• [REQUIRED TASK]: Rewrite the records starting at the line containing "Spot the metal" and ending at the line containing "[[484, 830]]", changing every "Target" to "Label" and keeping all else the same. Omit the pictures.

Object point labels
┌──
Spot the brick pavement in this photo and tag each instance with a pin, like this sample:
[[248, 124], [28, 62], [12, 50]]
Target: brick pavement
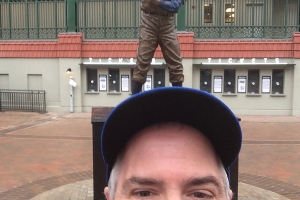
[[49, 156]]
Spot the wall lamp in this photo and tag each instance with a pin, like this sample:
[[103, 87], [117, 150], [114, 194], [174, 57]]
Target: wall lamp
[[69, 70]]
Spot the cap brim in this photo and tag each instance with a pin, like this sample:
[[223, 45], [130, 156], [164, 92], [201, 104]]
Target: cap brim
[[195, 108]]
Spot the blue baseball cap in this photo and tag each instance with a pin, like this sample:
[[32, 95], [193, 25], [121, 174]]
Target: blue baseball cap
[[192, 107]]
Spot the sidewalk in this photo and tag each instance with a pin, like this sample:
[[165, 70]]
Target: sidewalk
[[49, 156]]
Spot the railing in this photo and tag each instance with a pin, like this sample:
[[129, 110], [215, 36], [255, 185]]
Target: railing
[[23, 100], [120, 19]]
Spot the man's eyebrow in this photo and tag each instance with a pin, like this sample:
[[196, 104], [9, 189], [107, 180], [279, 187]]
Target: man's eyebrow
[[205, 180], [141, 181]]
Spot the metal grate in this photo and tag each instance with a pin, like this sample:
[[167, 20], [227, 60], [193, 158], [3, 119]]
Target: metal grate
[[23, 100]]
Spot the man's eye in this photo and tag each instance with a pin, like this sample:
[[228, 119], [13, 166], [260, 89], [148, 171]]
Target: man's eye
[[202, 195], [143, 193]]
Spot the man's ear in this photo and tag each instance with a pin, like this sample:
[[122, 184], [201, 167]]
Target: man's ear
[[106, 193]]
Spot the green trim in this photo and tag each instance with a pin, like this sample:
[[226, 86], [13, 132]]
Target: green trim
[[181, 19]]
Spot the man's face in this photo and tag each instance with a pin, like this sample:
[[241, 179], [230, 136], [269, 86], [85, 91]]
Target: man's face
[[170, 161]]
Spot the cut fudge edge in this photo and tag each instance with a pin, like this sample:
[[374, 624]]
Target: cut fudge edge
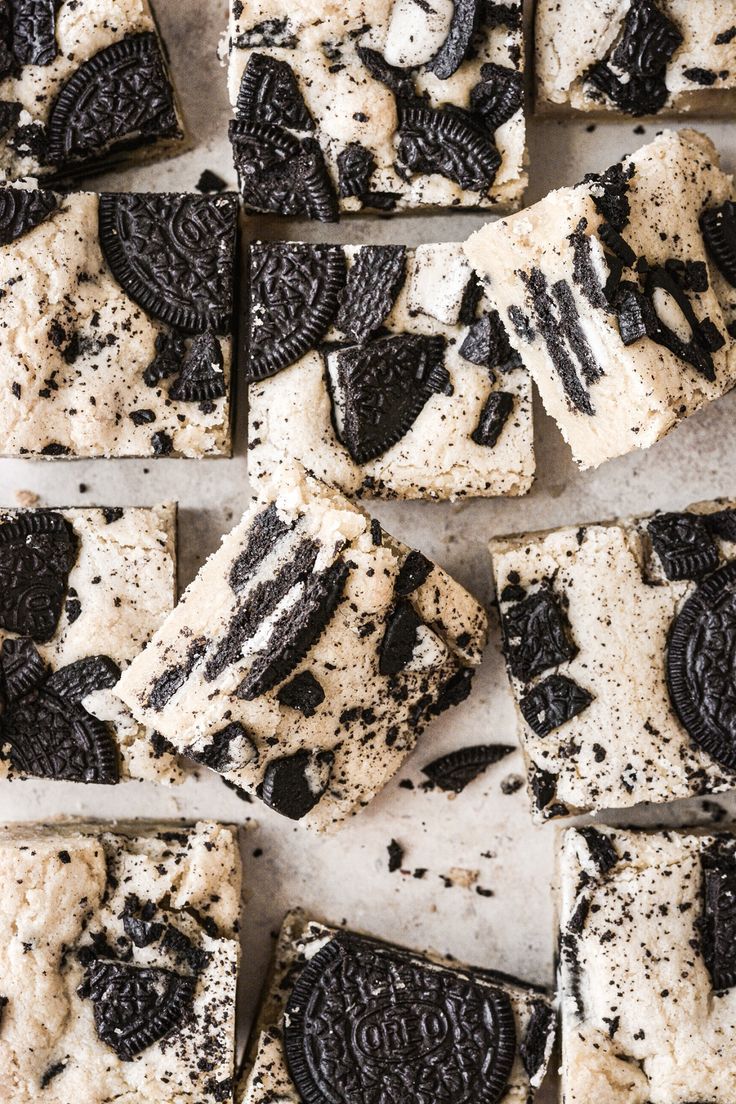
[[272, 999]]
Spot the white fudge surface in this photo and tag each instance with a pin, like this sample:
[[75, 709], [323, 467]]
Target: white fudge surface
[[121, 584], [573, 35], [628, 744], [74, 347], [294, 414], [267, 1079], [328, 757], [349, 106], [643, 1020], [618, 397], [73, 54], [68, 895]]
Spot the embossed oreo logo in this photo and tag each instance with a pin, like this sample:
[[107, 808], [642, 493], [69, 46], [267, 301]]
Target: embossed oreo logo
[[403, 1032]]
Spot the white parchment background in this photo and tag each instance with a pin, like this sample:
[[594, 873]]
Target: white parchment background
[[484, 830]]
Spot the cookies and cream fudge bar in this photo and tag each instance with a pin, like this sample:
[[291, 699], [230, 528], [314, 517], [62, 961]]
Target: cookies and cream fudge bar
[[376, 105], [307, 656], [618, 640], [82, 591], [648, 966], [119, 957], [384, 371], [620, 294], [84, 85], [344, 1012], [636, 56], [116, 316]]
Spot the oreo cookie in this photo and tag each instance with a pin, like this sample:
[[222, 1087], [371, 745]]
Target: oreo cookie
[[536, 635], [100, 106], [383, 388], [295, 294], [136, 1007], [396, 1021], [684, 544], [280, 172], [38, 551], [294, 785], [700, 666], [374, 280], [22, 210], [456, 771], [296, 630], [44, 730], [202, 377], [496, 413], [633, 75], [269, 93], [173, 255], [718, 230], [552, 702]]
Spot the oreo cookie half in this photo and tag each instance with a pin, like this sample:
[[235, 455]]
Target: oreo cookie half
[[364, 1015], [700, 666]]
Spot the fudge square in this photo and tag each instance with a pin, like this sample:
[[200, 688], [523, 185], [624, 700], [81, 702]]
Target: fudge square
[[648, 966], [618, 640], [115, 324], [84, 85], [82, 591], [384, 371], [376, 105], [620, 294], [119, 956], [639, 57], [344, 1014], [307, 656]]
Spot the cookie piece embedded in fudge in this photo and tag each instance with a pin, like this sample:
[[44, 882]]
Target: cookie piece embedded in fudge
[[618, 639], [617, 295], [642, 59], [82, 591], [385, 372], [130, 933], [376, 107], [305, 639], [123, 346], [647, 965], [401, 1017], [84, 86]]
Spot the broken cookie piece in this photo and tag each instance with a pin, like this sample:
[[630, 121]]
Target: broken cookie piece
└──
• [FINAL RESULT]:
Spot the metal grate in this photo and tag each instance with a pin, like this sample:
[[167, 20], [227, 60], [193, 158], [3, 119]]
Label: metal grate
[[23, 100]]
Spot the man's eye in this photo and tag each instance with a pin, like this sample:
[[228, 119], [13, 166], [260, 89], [148, 171]]
Label: man's eye
[[202, 195], [143, 193]]
Spot the man's ear in this photo and tag each instance with a pin, like this sample:
[[122, 184], [201, 167]]
Label: man's ear
[[106, 193]]
Spot the green trim in this photo and tag each instance with a pin, like this sample:
[[226, 86], [13, 132]]
Label: green trim
[[181, 19]]
Spot the man's face in this photo and tag each instance with a pin, like this sample:
[[241, 179], [230, 136], [269, 86], [85, 91]]
Label: man's face
[[170, 161]]
Spot the cut fudge edge in this photo and tag each instance with a pin, like this sample:
[[374, 624]]
Label: cut fudge edge
[[272, 999]]
Spot the white fudge surface in this photo and tag each instance with a pin, like this sample:
[[75, 709], [323, 467]]
Label: white fudge surface
[[121, 584], [573, 35], [628, 744], [74, 347], [294, 414], [267, 1079], [328, 757], [349, 106], [643, 1020], [618, 397], [73, 54], [68, 895]]
Spot the embossed oreo logo in this photo and tag each instance with a pin, like this sample:
[[107, 808], [642, 493], [69, 46], [267, 301]]
Label: embossed oreo logo
[[403, 1032]]
Spot the white parchment background in this photo and tag each instance with a pin, like this sample:
[[594, 873]]
Label: white parchment background
[[484, 830]]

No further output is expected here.